(Problems to solve)
• 1. Rewrite the part of the iron research text that begins at the words "Current Research Projects" and ends after "and remodeling mechanisms.", changing "yeast" to "bacteria".
• 2. In the iron research text, what did the recent studies show that monothiol glutaredoxins and BolA-like proteins regulate?
• 3. Continue the iron research text from the point where it ends.

(Document section)
- - -
We investigate the molecular mechanisms that coordinate iron metabolism with cellular redox balance, with a particular emphasis on iron-sulfur (Fe-S) cluster biology, glutaredoxins, and metal-dependent regulatory pathways. These systems are highly conserved, yet uniquely adapted in pathogenic fungi to survive in the iron-limited and stressful environment of the host. By defining these mechanisms at the molecular level, our goal is to identify new vulnerabilities in fungal pathogens that can be targeted for antifungal therapy.
Current Research Projects
Iron Sensing and Regulatory Circuits
A central question in our lab is: how do cells know when they have enough iron? Our work has helped define how Fe-S clusters function as signaling molecules that control iron-responsive transcription factors in yeast and other fungi. In recent studies, we demonstrated that monothiol glutaredoxins and BolA-like proteins regulate transcriptional repressors through Fe-S cluster transfer and remodeling mechanisms.
- - -
(Data for analysis)
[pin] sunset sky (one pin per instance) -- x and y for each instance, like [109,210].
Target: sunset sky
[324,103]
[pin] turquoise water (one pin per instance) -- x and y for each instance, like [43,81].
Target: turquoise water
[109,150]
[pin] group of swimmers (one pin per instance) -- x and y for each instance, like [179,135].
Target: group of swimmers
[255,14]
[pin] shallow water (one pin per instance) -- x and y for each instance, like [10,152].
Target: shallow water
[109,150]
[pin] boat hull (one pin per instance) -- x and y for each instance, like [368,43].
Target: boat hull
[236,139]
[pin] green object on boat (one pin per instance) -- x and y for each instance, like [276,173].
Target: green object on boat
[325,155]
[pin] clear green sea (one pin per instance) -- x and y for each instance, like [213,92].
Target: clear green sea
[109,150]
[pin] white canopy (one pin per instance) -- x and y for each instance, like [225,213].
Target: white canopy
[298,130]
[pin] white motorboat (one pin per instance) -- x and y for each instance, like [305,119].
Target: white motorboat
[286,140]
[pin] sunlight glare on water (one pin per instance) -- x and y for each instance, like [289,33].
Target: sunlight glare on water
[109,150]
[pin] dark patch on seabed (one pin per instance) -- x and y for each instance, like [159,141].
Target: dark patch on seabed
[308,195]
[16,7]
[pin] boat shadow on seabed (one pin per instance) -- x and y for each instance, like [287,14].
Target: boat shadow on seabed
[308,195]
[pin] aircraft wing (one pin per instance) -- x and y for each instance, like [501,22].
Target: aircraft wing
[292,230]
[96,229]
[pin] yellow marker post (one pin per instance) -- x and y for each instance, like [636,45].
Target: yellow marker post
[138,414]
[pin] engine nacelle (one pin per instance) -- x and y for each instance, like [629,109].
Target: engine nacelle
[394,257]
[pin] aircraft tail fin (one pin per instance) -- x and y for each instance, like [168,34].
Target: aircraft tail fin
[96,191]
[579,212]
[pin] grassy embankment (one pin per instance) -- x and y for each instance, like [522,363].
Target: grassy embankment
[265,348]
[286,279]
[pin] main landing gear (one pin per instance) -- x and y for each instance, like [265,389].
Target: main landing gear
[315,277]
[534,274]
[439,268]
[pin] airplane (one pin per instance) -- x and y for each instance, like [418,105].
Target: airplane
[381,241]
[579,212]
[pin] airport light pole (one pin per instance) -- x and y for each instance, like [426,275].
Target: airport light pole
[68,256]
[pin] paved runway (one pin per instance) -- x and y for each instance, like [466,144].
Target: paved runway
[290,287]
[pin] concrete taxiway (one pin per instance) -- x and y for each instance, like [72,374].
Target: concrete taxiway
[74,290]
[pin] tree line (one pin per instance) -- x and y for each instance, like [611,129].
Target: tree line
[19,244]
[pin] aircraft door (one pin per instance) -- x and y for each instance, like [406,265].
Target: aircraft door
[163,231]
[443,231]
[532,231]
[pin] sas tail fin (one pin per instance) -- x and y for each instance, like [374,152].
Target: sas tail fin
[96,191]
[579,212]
- - -
(Results by task)
• 1.
Current Research Projects
Iron Sensing and Regulatory Circuits
A central question in our lab is: how do cells know when they have enough iron? Our work has helped define how Fe-S clusters function as signaling molecules that control iron-responsive transcription factors in bacteria and other fungi. In recent studies, we demonstrated that monothiol glutaredoxins and BolA-like proteins regulate transcriptional repressors through Fe-S cluster transfer and remodeling mechanisms.

• 2. They regulate transcriptional repressors through Fe-S cluster transfer and remodeling mechanisms.

• 3.
Glutathione and Redox-Dependent Pathways
Glutathione serves as an essential cofactor for anti-oxidant enzymes and plays a key role in metal metabolism. Our lab has a long-standing interest in how glutathione protects cells from oxidative stress and supports Fe-S cluster assembly and transfer. We use genetically-encoded sensors and biochemical approaches to monitor glutathione dynamics in living cells and determine how redox state influences iron-dependent processes.